Data entries:

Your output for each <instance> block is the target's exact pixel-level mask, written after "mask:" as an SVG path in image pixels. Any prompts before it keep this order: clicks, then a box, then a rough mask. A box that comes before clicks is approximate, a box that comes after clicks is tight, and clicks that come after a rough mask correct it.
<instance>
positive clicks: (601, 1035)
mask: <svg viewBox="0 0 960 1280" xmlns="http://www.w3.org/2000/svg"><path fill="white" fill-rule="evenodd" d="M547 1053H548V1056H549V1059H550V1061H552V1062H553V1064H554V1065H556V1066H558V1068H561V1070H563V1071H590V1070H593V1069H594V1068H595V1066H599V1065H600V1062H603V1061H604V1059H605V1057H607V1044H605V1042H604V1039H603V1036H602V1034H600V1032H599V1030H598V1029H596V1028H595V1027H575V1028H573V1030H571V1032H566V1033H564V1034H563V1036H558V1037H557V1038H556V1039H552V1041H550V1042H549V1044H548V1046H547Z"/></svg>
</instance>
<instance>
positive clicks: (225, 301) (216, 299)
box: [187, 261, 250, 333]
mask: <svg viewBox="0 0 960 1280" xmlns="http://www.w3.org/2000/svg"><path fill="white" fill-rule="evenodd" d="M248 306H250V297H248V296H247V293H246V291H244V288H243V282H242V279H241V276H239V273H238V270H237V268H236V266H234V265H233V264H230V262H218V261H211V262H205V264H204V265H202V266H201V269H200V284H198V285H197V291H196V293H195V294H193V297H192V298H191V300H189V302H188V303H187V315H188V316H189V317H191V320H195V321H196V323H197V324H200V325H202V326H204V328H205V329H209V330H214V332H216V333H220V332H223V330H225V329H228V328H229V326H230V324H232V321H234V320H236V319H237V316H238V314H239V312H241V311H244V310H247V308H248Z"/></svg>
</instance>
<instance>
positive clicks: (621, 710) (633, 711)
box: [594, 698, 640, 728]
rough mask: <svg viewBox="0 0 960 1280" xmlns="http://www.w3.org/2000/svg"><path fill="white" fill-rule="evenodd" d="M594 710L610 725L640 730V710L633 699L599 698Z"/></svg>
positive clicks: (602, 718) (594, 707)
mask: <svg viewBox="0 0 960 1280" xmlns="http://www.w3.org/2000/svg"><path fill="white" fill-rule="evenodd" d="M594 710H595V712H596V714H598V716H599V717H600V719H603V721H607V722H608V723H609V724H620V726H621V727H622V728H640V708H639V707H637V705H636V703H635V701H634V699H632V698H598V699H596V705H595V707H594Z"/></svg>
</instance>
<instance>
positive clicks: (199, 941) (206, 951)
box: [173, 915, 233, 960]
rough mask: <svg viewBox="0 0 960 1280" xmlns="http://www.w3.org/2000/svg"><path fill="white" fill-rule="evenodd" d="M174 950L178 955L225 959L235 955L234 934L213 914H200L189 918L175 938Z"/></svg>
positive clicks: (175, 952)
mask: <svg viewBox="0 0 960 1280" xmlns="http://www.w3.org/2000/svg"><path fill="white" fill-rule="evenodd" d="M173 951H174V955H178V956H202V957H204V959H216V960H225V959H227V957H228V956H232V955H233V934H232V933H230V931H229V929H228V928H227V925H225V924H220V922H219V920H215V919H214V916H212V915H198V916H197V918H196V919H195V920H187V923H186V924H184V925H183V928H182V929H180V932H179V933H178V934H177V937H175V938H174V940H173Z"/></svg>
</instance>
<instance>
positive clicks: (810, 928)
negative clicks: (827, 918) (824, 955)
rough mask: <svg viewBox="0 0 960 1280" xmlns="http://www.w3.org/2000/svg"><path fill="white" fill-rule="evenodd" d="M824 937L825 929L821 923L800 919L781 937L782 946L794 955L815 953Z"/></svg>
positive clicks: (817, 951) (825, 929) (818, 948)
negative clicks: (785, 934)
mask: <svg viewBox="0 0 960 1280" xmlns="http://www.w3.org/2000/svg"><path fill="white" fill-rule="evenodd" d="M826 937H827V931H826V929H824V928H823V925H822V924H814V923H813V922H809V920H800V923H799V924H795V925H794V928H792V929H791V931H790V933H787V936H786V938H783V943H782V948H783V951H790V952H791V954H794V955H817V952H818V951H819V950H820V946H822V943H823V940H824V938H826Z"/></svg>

_WHAT YOU ARE ASKED TO DO_.
Print each entry precisely. Include every line.

_WRITTEN SOLUTION_.
Your output for each <instance> block is the target's exact pixel-level mask, written after "mask:" as an SVG path in image pixels. Any prompts before it keep this order: clicks, then a box, then a rough mask. A box that comes before clicks is approximate, a box that comes after clicks is tight, and clicks that come after a rough mask correct it.
<instance>
positive clicks: (601, 1035)
mask: <svg viewBox="0 0 960 1280" xmlns="http://www.w3.org/2000/svg"><path fill="white" fill-rule="evenodd" d="M547 1053H548V1056H549V1059H550V1061H552V1062H553V1064H554V1065H556V1066H558V1068H561V1070H563V1071H590V1070H593V1069H594V1068H595V1066H599V1065H600V1062H603V1061H604V1059H605V1057H607V1044H605V1042H604V1039H603V1036H602V1034H600V1032H599V1030H598V1029H596V1028H595V1027H575V1028H573V1030H571V1032H566V1033H564V1034H563V1036H558V1037H557V1038H556V1039H552V1041H550V1042H549V1044H548V1046H547Z"/></svg>
</instance>
<instance>
positive clicks: (225, 301) (216, 299)
box: [187, 261, 250, 333]
mask: <svg viewBox="0 0 960 1280" xmlns="http://www.w3.org/2000/svg"><path fill="white" fill-rule="evenodd" d="M248 306H250V297H248V296H247V293H246V291H244V288H243V282H242V279H241V276H239V273H238V270H237V268H236V266H234V265H233V264H230V262H218V261H211V262H205V264H204V265H202V266H201V269H200V284H198V285H197V291H196V293H195V294H193V297H192V298H191V300H189V302H188V303H187V315H188V316H189V317H191V320H195V321H196V323H197V324H200V325H202V326H204V328H205V329H209V330H214V332H216V333H220V332H223V330H225V329H228V328H229V326H230V324H232V321H234V320H236V319H237V316H238V314H239V312H241V311H244V310H247V308H248Z"/></svg>
</instance>
<instance>
positive clicks: (621, 710) (633, 711)
box: [594, 698, 640, 728]
rough mask: <svg viewBox="0 0 960 1280" xmlns="http://www.w3.org/2000/svg"><path fill="white" fill-rule="evenodd" d="M594 710L610 725L640 730V710L633 699L599 698Z"/></svg>
positive clicks: (602, 718) (594, 707)
mask: <svg viewBox="0 0 960 1280" xmlns="http://www.w3.org/2000/svg"><path fill="white" fill-rule="evenodd" d="M594 710H595V712H596V714H598V716H599V717H600V719H603V721H607V722H608V723H609V724H620V726H621V727H622V728H640V708H639V707H637V705H636V703H635V701H634V699H632V698H598V699H596V705H595V707H594Z"/></svg>
</instance>
<instance>
positive clicks: (199, 941) (206, 951)
box: [173, 915, 233, 960]
rough mask: <svg viewBox="0 0 960 1280" xmlns="http://www.w3.org/2000/svg"><path fill="white" fill-rule="evenodd" d="M174 950L178 955L225 959L235 955L234 934L213 914H200L189 918L175 938Z"/></svg>
positive clicks: (175, 952)
mask: <svg viewBox="0 0 960 1280" xmlns="http://www.w3.org/2000/svg"><path fill="white" fill-rule="evenodd" d="M173 951H174V955H178V956H202V957H204V959H216V960H225V959H227V957H228V956H232V955H233V934H232V933H230V931H229V929H228V928H227V925H225V924H220V922H219V920H215V919H214V916H212V915H198V916H197V918H196V919H195V920H187V923H186V924H184V925H183V928H182V929H180V932H179V933H178V934H177V937H175V938H174V940H173Z"/></svg>
</instance>
<instance>
positive clicks: (810, 928)
negative clicks: (827, 918) (824, 955)
rough mask: <svg viewBox="0 0 960 1280" xmlns="http://www.w3.org/2000/svg"><path fill="white" fill-rule="evenodd" d="M824 937L825 929L821 923L800 919L781 937L782 946L794 955L815 953Z"/></svg>
positive clicks: (817, 951) (825, 929) (818, 948)
negative clicks: (785, 934)
mask: <svg viewBox="0 0 960 1280" xmlns="http://www.w3.org/2000/svg"><path fill="white" fill-rule="evenodd" d="M826 937H827V931H826V929H824V928H823V925H822V924H814V923H813V922H809V920H800V923H799V924H795V925H794V928H792V929H791V931H790V933H787V936H786V938H783V943H782V948H783V951H790V952H791V954H794V955H817V952H818V951H819V950H820V946H822V943H823V940H824V938H826Z"/></svg>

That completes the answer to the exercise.